À un garçon, a-t-elle répondu. Ton petit ami? a insisté l'indiscret. Aussitôt qu'elle s'est retrouvée seule, Marie-Ève s'est mise à marcher de long en large, tout enfièvrée, pourquoi donc ai-je menti? Pourquoi ai-je dit que j'écrivais à un garçon? Et c'est sorti tout seul, comme un cri: je suis lesbienne. C'est ça, je suis lesbienne. Il lui faudra un an pour l'assumer, le confier à ses soeurs, à ses amies, à la psy de l'école, à sa mère qui l'a bien pris. Son père un peu moins, il mourra un an après en lui disant: je t'aime comme t'es. On en dit toujours trop, même à la fin.

Elle a parlé de sa blonde Française, elle a dit que des fois elle avait envie de l'embrasser dans la rue parce que l'autre venait de la faire rire et des fois aussi, quand ça arrivait, y'avait un épais qui disait une niaiserie. Voilà, je suis lesbienne, j'embrasse ma blonde sur la bouche dans la rue, avez-vous des questions? N'importe quelle question?

Pas de question, enfin si, trois ou quatre, toutes effroyablement anecdotiques, sans rapport vraiment avec «la chose».

Pour briser le silence qui s'en venait pesant, je leur ai raconté qu'il y a 30 ans j'avais signé une série sur les homosexuels, que, comme eux, je partais de très loin et c'est fou tout ce que j'avais appris. Il est vrai que j'avais posé beaucoup de questions, toutes les questions.

Ils n'ont pas saisi la balle au bond. À la fin, ils ont rempli un questionnaire. Comment te sentirais-tu si tu avais à faire équipe avec une lesbienne, un gai? Très à l'aise, à l'aise, mal à l'aise, très mal à l'aise? Faire du sport avec un gai, une lesbienne? Si ta soeur était lesbienne? Si ton frère était gai? Dans tes mots, que penses-tu de l'homosexualité?

Une majorité de commentaires convenus: je pense que l'homosexualité, c'est correct. Oui, je suis à l'aise avec les gais. À la question y a-t-il des gais dans ton entourage, père, mère, ami, voisin, collègue, au moins la moitié ont coché «cousin», à croire qu'il y a à Farnham un gai qui est le cousin, forcément très éloigné, de tous ces jeunes-là.

La semaine d'avant, ils avaient été moins prudents avec leur prof d'éthique et religion lors de la préparation à cette rencontre. Si je vous dis «homosexuel», leur avait-t-elle demandé, quel est le mot qui vous vient en premier? Une main s'est levée: anus, madame. Une autre main: yark! Une autre: cul! Une autre: suceux de graines.

D'où la très bonne idée de les placer, un lundi matin à 8 h, devant le suceux de graines en question. N'ont pas eu le courage de lui en parler? Étaient dans leurs tout petits souliers? Pas grave. Normal même. Pas sûr non plus que les ados que j'ai vus hier matin soient sortis de là mieux informés sur l'homosexualité. Mais assurément moins nonos sur la vie en général. Comme moi quand j'ai fait mon reportage sur les homos. Ces rencontres, en forme de pédagogie extrême, nous confrontent à la plus mauvaise part de nous-mêmes, nous font voir, sentir, toucher notre médiocrité, ne peuvent que nous élever au-dessus de notre petit fumier personnel.

Objectif de l'exercice
Dans le passage source, recopiez sans rien changer la partie qui s'ouvre sur les mots contenant «Pas de question, enfin» et se termine par «toutes les questions.».

Données affichées
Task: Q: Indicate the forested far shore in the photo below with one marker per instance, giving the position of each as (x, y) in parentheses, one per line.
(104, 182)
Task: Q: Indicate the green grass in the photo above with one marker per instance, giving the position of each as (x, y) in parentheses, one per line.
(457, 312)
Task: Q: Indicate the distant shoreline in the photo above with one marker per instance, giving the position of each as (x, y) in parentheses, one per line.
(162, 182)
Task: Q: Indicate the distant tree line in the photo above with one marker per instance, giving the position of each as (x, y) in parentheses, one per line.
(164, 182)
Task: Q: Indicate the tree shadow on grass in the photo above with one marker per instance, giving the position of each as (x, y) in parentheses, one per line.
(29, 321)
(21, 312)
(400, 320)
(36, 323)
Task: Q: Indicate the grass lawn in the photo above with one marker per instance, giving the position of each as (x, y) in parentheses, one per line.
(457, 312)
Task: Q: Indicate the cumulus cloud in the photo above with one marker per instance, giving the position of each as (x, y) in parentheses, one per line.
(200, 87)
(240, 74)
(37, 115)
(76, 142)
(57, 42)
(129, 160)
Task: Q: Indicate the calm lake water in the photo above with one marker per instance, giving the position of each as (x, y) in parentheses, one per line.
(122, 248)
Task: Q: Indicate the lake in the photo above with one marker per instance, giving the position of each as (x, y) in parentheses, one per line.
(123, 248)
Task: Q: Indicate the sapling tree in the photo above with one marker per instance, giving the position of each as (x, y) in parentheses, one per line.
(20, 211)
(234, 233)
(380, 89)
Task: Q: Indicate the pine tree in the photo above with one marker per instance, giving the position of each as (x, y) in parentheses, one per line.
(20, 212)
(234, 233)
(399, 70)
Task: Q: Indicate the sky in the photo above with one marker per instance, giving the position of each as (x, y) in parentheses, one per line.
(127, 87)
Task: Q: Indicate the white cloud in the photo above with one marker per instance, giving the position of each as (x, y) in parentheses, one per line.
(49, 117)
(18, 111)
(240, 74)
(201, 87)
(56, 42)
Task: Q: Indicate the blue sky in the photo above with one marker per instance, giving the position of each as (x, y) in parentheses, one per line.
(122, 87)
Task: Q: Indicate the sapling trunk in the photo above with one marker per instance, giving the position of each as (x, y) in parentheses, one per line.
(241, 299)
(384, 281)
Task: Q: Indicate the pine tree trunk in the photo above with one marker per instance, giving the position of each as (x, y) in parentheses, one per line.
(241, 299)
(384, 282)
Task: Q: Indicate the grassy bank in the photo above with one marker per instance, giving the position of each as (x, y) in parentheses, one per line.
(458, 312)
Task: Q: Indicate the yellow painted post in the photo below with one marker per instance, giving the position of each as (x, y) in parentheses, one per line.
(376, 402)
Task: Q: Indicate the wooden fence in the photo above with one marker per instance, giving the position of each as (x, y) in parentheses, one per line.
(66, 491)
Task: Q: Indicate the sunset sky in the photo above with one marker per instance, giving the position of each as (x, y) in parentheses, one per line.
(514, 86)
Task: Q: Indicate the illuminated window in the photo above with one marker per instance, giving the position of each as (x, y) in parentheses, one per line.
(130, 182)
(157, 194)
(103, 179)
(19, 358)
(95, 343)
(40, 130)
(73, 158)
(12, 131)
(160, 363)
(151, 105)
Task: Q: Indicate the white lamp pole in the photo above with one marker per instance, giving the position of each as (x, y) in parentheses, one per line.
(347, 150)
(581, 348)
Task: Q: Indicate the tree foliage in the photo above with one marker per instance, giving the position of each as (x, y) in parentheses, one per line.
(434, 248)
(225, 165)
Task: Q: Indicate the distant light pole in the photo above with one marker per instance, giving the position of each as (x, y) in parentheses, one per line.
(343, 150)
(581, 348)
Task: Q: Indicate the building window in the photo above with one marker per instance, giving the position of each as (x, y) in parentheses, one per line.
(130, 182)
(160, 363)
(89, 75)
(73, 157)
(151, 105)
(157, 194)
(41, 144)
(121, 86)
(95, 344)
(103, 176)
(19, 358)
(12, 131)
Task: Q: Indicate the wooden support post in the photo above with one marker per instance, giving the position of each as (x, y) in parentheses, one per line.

Réponse complète
Pas de question, enfin si, trois ou quatre, toutes effroyablement anecdotiques, sans rapport vraiment avec «la chose».

Pour briser le silence qui s'en venait pesant, je leur ai raconté qu'il y a 30 ans j'avais signé une série sur les homosexuels, que, comme eux, je partais de très loin et c'est fou tout ce que j'avais appris. Il est vrai que j'avais posé beaucoup de questions, toutes les questions.